◆ Problems ◆
**A.** From the court excerpt, quote the passage that begins at the words "Franjul-Soto relies for" and stops after "help to him.".
**B.** Answer these questions from the court excerpt:
(i) Which provision does Franjul-Soto say creates a "unique rule for VAWA-based relief"?
(ii) Which provision requires all motions to reopen to be "supported" by evidentiary materials?
(iii) Which First Circuit case is cited for the holding that the BIA may require a prima facie case?

#### Source extract

Franjul-Soto accepts, for purposes of this contention, that the BIA generally may require a prima facie showing of eligibility for the relief that grounds a motion to reopen, whether that threshold showing takes the form of a recounting of why the grounds for removal were mistaken or, as here, why there is merit to a new filing that, if granted, would permit an adjustment of the movant's immigration status. But, Franjul-Soto then goes on to contend that the BIA may not impose that same requirement to make such a threshold showing when the motion to reopen is premised, as his is, on a pending VAWA self-petition. Rather, he argues, it is enough for the movant in that event to demonstrate that the self-petition has been timely filed, as his was.
Franjul-Soto relies for this contention on 8 U.S.C. § 1229a(c)(7)(C)(iv), which he contends creates a "unique rule for VAWA-based relief." But, this provision concerns only the timeliness of VAWA-petition-based motions to reopen, not the requisite evidentiary support on which they must be premised. It simply states that "[a]ny limitation ... on the deadlines for filing" a motion to reopen "shall not apply" if the motion is predicated on VAWA eligibility and certain other conditions are met. See id. § 1229a(c)(7)(C)(iv)(I)-(IV). Thus, this provision is of no help to him.
Franjul-Soto also contends that "the prima facie case standard ... recognized as the threshold for granting a motion to reopen for an asylum case" is "[b]ased on the statutory language at 8 U.S.C. § 1229a(c)(7)(C)(ii)." But this provision, similar to § 1229a(c)(7)(C)(iv), concerns only the "time limit on the filing of a motion to reopen if the basis of the motion is to apply for" asylum. Id. § 1229a(c)(7)(C)(ii) (emphasis added). Franjul-Soto cites no authority suggesting that this language regarding timeliness is appropriately read to encompass the prima facie case standard, and we can find none.
Insofar as Franjul-Soto also means to argue that the BIA may not require a prima facie case to be shown in support of any motion to reopen, he is wrong as well. Another provision, 8 U.S.C. § 1229a(c)(7)(B), which Franjul-Soto concedes is applicable here, requires all motions to reopen to be "supported" by evidentiary materials. And, while the government in its brief suggested that the prima facie showing requirement is "neither statutory nor regulatory," BIA regulations appear to ground the prima facie showing requirement in § 1229a(c)(7)(B). See 8 C.F.R. § 1003.23(b)(3) (setting forth the statutory requirement that "[a] motion to reopen ... shall be supported by affidavits and other evidentiary material," and then suggesting that "the moving party ... [must] establish[ ] a prima facie case for relief"); see also id. § 1003.2(a), (c)(1) (similar).
In any event, we have held that the BIA may require that an alien's motion to reopen at least be supported by a prima facie case to be granted, see Carter v. INS, 90 F.3d 14, 17 (1st Cir. 1996) (citing INS v. Abudu, 485 U.S. 94, 104-05, 108 S.Ct. 904, 99 L.Ed.2d 90 (1988) ), and we see no basis for making an exception when the motion to reopen is based on a still-pending VAWA self-petition.

########
#### Records supplied

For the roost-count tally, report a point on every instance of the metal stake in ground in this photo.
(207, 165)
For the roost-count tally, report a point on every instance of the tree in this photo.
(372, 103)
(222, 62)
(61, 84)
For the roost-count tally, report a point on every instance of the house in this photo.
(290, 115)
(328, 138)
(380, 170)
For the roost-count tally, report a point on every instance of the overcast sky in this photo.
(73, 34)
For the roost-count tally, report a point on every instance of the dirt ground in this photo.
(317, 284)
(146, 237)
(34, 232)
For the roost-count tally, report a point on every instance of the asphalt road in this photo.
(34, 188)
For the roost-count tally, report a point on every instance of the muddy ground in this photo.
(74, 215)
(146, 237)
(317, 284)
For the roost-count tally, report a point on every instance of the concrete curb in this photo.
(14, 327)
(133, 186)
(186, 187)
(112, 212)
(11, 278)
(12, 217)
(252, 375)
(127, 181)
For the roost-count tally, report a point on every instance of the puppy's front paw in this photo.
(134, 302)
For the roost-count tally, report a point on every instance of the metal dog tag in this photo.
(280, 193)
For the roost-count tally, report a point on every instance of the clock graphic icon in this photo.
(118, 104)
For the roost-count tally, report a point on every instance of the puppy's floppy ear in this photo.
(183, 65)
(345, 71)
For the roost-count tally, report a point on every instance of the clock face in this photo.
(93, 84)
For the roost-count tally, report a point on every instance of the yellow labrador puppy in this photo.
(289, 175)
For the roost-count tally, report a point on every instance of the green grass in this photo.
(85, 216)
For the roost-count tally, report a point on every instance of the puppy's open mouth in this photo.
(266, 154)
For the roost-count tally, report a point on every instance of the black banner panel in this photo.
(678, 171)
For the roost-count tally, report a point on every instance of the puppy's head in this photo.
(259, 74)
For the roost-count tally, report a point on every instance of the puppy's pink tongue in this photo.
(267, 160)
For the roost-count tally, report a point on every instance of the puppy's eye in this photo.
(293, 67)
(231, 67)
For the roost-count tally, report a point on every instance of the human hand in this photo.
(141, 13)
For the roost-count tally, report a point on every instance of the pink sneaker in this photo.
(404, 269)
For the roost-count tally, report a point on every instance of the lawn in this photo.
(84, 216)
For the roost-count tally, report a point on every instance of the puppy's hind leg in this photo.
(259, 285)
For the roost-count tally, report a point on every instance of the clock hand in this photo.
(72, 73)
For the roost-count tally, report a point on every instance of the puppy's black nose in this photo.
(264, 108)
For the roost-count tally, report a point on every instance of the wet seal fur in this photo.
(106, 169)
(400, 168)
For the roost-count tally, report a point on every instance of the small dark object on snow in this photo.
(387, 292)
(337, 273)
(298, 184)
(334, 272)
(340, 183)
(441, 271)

########

◆ Set of answers ◆
**A.**
Franjul-Soto relies for this contention on 8 U.S.C. § 1229a(c)(7)(C)(iv), which he contends creates a "unique rule for VAWA-based relief." But, this provision concerns only the timeliness of VAWA-petition-based motions to reopen, not the requisite evidentiary support on which they must be premised. It simply states that "[a]ny limitation ... on the deadlines for filing" a motion to reopen "shall not apply" if the motion is predicated on VAWA eligibility and certain other conditions are met. See id. § 1229a(c)(7)(C)(iv)(I)-(IV). Thus, this provision is of no help to him.

**B.**
(i) 8 U.S.C. § 1229a(c)(7)(C)(iv)
(ii) 8 U.S.C. § 1229a(c)(7)(B)
(iii) Carter v. INS, 90 F.3d 14, 17 (1st Cir. 1996)